- [PASSAGE FOR REVIEW]:
It Takes a Village
As March approached, my teenage daughter and I grew giddy at the prospect of having a place to live that didn’t involve mice, leaky roofs, freezing pipes and the constant shuffle of use required by a small circuit panel to provide heat, hot water and lights.
Yes, we had a roof over our heads, living in a camper on a friend’s property on the Key Peninsula, and we were thankful for that. But now we actually have four walls, a kitchen and a bath with a large tub.
It’s funny the little things you take for granted, like how much you can miss your own mattress or your favorite teapot. Things like the luxury of taking a nice, warm bath or turning the heat on. It makes you realize what’s important.
Living on disability, if you are fortunate enough to get it after becoming sick or disabled, as I have been, leaves you with very little to live on. After I lost my job and house, my daughter and I spent seven months in that camper. I searched for months to find a place to live that was within the means of my new income. A studio for $725 out of a monthly allowance of $980 leaves little even to the creative mind. But since I paid taxes last year, I was due a refund. That and an emergency grant from DSHS was enough to get us into a studio in Tacoma.
President Trump has recently proposed a federal budget that cuts programs that help with housing, food and utility payments for the poor, disabled and elderly.
House Speaker Paul Ryan is proposing a bill that will also repeal “Obamacare.” If his American Affordable Health Care Act becomes law, Governor Inslee said that over 700, 000 people will lose health care coverage in Washington. President Trump has additionally sworn that he will stop all federal dollars flowing to sanctuary cities that seek to protect their undocumented residents.
On the Key Peninsula, churches are the primary source for utility, rent and food for people like me. Peninsula Light runs an assistance program for utilities from November to March. Fish food bank relies on donations and volunteer work. Jud Morris, executive director of the Children’s Home Society and Family Resource Center on the KP, said, “We will continue to serve whomever shows up at our door.”
But what can the rest of us do?

- [WORK INSTRUCTION]:
Carry on the essay on living on disability, picking up right after its final line, "But what can the rest of us do?" The entries after this point are separate material with no connection to the essay on living on disability.

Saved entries
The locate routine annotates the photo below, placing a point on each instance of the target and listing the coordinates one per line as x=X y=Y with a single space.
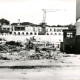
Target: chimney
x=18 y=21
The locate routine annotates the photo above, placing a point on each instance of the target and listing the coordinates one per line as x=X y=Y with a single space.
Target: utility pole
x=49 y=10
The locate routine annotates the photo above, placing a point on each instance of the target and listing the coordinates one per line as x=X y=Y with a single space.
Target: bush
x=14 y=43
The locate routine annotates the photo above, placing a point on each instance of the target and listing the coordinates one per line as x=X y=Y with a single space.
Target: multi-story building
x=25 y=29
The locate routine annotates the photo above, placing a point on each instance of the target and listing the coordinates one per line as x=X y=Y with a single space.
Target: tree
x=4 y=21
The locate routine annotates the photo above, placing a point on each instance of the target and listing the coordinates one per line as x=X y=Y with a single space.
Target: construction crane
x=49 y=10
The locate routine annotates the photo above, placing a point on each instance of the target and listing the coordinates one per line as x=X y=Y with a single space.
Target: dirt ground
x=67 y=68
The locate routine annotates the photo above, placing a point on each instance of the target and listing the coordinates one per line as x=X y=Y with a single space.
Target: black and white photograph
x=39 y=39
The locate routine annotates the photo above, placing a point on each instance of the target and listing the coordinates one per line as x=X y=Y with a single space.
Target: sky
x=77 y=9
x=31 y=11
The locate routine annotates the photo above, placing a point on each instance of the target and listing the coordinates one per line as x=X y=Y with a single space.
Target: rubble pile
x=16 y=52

---

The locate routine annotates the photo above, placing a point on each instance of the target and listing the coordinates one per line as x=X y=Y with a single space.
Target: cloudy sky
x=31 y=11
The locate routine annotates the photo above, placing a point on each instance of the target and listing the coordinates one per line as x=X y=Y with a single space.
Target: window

- [RESULT]:
I have fallen back on that new old saying: It takes a village. It takes everyone contributing in some way to make a community strong. Just going after what we want individually damages the bigger picture. Finding the median between our liberal and conservative differences and doing what’s right for all should be the goal in mind.
I can no longer live in the Gig Harbor community where I grew up. Local resources, nonprofits and federal funding have helped me in a time of need. If that is taken away, what will happen to those who need assistance with utilities, food and health care? It is easy to judge those who are less fortunate, but if you give people hope and dignity, you build a better community.
Volunteer at your local church, food bank or school. Call your legislators and voice your concerns. Your county council wants your input. Donate to local charities that support medical care, housing and recovery programs for those needing a doctor, a leg up or a fresh start. Attend town meetings that bring the community together. Care for the elderly; that will be you one day.
I have a special place in my heart for those less fortunate, now that I live among them. It begs me to get well again so that I can make better use of my talents and the income they will bring. For now, I do what I can to get by and I am happy to be where I am.
Shelly Koyen became homeless after an extended illness and stayed on a friend’s KP property until she could find an apartment. She and her daughter now live in Tacoma.